▶ GIVEN TASK
Set out the lines below as a JSON list of strings, one string per line, leaving out any blank lines.
- - - - -
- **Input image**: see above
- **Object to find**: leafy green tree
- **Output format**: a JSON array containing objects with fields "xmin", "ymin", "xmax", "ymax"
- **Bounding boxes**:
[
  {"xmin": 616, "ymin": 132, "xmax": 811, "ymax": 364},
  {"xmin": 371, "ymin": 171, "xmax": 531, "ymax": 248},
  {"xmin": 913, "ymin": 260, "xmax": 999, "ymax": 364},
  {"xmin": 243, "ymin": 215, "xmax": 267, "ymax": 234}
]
- - - - -
▶ FINISHED TASK
[
  "- **Input image**: see above",
  "- **Object to find**: leafy green tree",
  "- **Output format**: a JSON array containing objects with fields \"xmin\", \"ymin\", \"xmax\", \"ymax\"",
  "- **Bounding boxes**:",
  "[",
  "  {\"xmin\": 616, \"ymin\": 132, \"xmax\": 811, \"ymax\": 364},",
  "  {\"xmin\": 371, \"ymin\": 171, \"xmax\": 531, \"ymax\": 248},",
  "  {\"xmin\": 913, \"ymin\": 260, \"xmax\": 999, \"ymax\": 364},",
  "  {\"xmin\": 243, \"ymin\": 215, \"xmax\": 267, \"ymax\": 234}",
  "]"
]